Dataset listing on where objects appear
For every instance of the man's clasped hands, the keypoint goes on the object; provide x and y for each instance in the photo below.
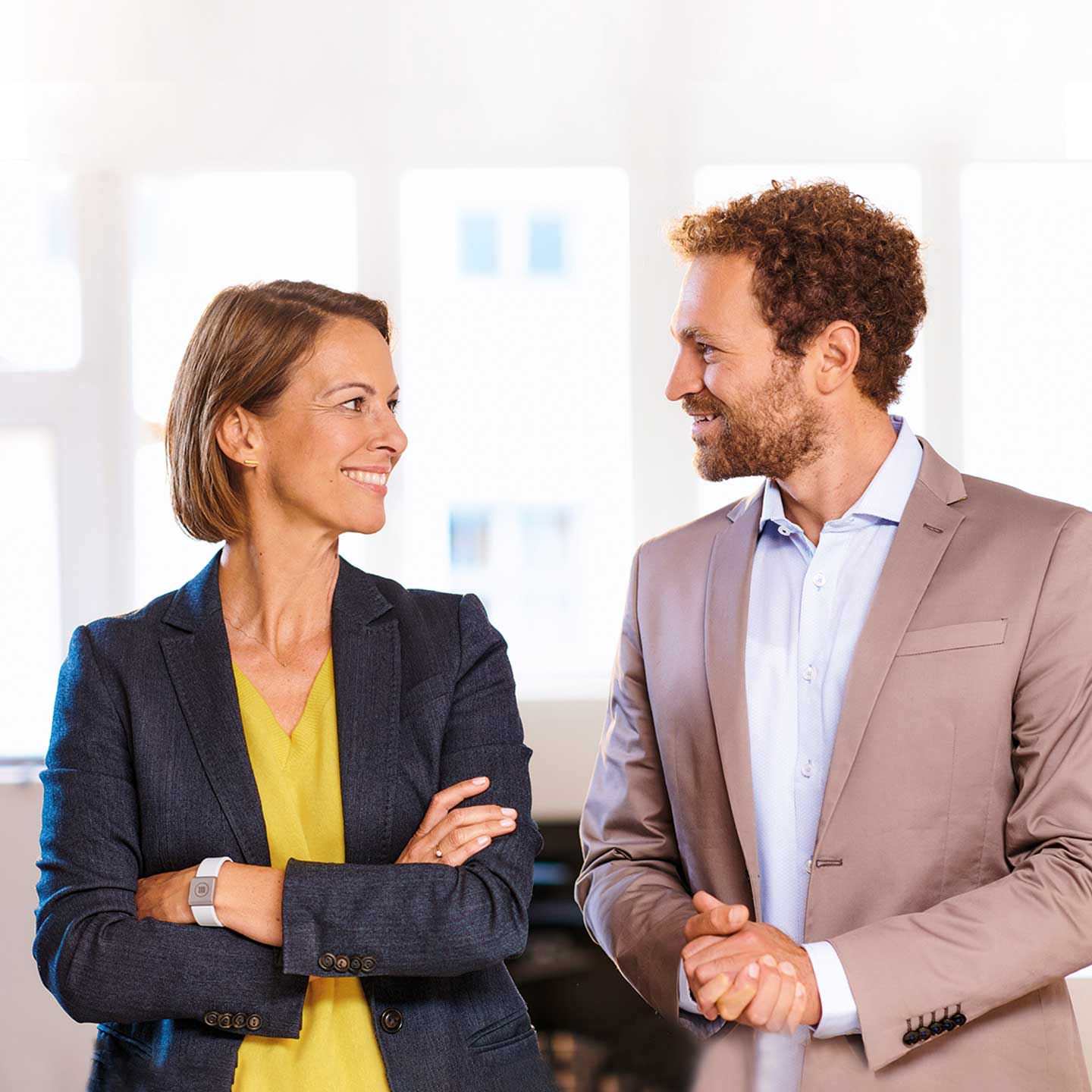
(747, 971)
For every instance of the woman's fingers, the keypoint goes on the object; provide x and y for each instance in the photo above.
(447, 799)
(779, 1015)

## Your goal
Copy every line of the listing above word for word, including the coordinates, but omit the pictures.

## Response to this exercise
For every instance of the man's clasped hands, the keypoint goes on the object; provide x and y for each instance in the photo below.
(747, 971)
For every instance of the woman's fingers, the keypoint goes on the object; provide x and y for each instance in the photo above.
(447, 799)
(779, 1015)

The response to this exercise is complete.